What you have to do - Which lines in the records below contain the word "adult"? Copy each one out.

Extracted data entries
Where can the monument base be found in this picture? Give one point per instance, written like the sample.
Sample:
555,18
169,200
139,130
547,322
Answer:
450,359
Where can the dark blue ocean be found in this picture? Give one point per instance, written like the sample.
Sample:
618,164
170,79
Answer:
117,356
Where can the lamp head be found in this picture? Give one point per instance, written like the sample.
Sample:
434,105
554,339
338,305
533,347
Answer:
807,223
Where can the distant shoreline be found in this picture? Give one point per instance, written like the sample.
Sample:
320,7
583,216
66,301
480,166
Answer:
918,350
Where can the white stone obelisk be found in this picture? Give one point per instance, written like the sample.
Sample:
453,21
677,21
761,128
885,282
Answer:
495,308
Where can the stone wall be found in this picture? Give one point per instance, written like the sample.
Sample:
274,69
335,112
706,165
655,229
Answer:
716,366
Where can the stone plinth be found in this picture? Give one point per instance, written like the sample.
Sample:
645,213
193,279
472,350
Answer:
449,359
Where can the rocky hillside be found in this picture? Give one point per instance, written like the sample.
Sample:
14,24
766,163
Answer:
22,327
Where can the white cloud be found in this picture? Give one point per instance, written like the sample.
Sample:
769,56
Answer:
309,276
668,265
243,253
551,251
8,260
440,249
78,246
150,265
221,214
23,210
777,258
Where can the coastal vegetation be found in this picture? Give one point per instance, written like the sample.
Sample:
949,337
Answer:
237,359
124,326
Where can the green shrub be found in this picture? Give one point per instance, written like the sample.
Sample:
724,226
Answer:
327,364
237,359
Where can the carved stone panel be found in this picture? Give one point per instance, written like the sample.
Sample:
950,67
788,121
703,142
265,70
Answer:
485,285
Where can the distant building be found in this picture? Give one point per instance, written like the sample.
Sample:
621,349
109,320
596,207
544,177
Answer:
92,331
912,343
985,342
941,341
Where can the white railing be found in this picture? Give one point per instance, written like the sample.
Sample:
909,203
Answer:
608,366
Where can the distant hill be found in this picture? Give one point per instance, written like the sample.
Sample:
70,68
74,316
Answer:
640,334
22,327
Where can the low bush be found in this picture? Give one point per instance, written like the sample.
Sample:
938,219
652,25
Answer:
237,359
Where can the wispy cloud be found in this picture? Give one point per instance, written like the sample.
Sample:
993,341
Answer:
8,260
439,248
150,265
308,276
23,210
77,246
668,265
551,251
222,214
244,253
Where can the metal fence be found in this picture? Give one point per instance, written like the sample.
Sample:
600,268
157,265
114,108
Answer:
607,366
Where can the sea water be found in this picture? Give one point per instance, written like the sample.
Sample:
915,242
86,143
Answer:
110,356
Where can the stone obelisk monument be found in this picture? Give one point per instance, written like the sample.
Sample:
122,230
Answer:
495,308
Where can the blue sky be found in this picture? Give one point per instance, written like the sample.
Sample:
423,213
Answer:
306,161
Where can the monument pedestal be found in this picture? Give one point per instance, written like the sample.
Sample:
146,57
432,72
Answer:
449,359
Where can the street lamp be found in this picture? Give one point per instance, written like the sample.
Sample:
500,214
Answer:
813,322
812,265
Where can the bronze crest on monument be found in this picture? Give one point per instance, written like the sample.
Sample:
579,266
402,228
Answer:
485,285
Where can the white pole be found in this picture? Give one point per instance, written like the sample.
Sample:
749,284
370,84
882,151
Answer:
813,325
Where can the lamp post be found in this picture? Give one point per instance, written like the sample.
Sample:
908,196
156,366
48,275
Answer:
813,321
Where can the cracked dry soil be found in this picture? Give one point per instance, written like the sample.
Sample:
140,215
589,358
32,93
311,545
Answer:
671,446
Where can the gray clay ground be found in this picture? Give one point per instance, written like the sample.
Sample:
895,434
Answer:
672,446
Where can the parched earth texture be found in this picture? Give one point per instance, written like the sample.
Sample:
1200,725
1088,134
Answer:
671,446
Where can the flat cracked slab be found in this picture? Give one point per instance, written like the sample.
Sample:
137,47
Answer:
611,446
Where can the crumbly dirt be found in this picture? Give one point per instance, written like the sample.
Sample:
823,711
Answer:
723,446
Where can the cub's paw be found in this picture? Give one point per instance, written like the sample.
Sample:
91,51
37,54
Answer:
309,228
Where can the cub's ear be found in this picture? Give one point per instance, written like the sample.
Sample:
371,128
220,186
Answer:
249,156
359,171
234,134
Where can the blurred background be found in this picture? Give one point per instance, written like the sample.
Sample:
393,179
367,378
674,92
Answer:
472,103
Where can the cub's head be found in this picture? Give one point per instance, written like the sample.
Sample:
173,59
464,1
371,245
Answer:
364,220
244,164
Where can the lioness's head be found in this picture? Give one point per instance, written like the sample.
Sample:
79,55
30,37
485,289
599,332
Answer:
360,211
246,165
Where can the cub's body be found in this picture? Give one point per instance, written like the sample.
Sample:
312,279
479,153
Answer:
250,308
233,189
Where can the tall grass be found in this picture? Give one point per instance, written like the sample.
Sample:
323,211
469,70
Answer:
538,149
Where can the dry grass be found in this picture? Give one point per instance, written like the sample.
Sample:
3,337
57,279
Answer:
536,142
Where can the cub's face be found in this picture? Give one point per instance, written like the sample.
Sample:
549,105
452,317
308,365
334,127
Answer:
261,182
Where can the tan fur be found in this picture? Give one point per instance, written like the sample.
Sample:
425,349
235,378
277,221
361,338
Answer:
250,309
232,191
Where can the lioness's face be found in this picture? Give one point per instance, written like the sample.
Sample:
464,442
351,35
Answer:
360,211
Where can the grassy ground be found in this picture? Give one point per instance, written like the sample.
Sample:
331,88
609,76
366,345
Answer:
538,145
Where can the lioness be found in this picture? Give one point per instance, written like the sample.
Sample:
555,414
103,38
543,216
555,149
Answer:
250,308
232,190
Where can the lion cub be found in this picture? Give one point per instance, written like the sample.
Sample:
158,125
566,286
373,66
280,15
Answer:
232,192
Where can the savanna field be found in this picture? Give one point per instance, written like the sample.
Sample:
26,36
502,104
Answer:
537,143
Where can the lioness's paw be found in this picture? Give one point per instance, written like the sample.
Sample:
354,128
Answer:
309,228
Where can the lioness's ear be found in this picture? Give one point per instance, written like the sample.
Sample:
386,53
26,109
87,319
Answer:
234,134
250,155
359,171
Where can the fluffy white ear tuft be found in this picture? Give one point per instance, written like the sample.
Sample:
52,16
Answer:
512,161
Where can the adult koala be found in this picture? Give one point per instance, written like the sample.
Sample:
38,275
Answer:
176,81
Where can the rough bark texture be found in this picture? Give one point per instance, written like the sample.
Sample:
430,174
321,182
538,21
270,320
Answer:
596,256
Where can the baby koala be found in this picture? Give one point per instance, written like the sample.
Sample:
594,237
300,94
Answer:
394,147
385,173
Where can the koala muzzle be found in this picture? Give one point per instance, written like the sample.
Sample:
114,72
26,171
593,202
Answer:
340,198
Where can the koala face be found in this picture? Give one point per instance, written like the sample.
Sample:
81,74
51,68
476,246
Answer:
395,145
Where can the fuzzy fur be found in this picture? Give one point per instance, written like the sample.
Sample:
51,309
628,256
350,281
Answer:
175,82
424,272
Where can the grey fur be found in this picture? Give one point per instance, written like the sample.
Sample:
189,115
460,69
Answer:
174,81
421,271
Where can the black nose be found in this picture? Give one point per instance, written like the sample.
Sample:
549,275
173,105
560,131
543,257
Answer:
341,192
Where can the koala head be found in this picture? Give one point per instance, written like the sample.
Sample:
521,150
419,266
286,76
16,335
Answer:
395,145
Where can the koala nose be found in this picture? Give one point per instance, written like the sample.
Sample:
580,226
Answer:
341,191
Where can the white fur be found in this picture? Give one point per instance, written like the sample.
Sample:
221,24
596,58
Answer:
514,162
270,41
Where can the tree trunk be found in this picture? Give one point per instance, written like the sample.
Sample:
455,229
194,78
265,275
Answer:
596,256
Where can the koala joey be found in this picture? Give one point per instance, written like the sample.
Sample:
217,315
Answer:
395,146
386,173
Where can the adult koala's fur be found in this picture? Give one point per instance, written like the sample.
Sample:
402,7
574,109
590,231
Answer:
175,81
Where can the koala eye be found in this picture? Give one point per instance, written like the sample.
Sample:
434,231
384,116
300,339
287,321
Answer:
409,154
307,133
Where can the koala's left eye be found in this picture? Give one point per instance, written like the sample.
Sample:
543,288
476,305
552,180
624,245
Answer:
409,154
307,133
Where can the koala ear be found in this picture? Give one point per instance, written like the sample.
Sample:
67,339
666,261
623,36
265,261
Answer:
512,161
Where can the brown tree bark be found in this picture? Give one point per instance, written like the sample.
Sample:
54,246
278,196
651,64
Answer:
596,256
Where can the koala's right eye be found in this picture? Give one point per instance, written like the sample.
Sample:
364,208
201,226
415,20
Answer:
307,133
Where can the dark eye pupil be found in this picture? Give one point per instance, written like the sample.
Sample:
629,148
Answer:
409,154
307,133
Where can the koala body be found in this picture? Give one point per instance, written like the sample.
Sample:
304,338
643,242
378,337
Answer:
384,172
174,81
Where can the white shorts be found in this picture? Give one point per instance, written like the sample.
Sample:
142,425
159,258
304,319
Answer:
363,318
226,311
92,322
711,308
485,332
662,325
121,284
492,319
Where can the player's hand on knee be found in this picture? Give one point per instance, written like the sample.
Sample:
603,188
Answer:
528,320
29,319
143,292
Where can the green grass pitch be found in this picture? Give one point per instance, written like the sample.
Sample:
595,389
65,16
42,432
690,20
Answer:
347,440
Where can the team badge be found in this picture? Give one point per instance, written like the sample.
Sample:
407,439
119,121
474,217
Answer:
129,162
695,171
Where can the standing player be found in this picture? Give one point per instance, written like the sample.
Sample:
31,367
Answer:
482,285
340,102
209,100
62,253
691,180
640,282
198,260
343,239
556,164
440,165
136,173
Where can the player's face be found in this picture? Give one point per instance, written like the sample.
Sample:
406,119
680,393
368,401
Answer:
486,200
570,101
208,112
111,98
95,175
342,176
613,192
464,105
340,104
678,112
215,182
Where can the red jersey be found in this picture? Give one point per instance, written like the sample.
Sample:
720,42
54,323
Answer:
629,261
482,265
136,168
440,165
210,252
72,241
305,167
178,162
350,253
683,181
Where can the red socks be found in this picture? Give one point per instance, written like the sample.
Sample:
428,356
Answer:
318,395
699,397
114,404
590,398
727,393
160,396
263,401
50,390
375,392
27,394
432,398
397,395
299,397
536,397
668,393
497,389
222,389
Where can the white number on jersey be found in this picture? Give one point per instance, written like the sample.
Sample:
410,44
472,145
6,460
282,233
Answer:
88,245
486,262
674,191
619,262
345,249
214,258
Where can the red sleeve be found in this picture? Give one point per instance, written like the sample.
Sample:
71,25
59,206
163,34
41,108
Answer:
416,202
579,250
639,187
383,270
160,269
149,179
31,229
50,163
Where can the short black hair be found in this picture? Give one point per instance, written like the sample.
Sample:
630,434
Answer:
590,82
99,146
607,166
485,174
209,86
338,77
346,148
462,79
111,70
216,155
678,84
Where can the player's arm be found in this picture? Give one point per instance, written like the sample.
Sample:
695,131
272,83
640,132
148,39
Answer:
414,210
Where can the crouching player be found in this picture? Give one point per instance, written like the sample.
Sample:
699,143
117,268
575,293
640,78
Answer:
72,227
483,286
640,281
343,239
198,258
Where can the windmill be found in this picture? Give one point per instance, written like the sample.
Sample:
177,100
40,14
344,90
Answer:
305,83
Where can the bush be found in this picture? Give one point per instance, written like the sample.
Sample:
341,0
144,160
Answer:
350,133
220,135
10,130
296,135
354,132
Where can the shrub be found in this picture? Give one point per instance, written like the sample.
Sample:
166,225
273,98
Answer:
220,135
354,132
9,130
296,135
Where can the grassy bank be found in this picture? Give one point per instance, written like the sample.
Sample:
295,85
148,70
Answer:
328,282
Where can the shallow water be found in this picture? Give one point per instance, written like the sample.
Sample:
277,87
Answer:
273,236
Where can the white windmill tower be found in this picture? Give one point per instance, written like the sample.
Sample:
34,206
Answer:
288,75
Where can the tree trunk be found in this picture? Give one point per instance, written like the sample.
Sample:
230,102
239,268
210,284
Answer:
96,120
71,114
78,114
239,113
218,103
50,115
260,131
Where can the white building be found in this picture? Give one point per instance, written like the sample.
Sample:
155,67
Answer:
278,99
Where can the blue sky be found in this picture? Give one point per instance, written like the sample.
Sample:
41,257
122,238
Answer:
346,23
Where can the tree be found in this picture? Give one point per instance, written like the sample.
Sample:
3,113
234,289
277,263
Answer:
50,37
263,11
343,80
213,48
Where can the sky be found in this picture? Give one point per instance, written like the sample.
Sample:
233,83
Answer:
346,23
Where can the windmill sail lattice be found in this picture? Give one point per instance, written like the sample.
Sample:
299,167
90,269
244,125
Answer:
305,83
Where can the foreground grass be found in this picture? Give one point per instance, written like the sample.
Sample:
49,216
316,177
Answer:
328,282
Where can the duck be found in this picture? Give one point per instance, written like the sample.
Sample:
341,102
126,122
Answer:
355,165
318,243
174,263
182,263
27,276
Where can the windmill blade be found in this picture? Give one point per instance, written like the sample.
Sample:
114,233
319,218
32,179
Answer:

Result of the task -
Where can the adult koala be found in this picture? Give one point per instance, written like the sample.
Where can the adult koala's fur be found in this picture? Give one point per instance, written like the sample.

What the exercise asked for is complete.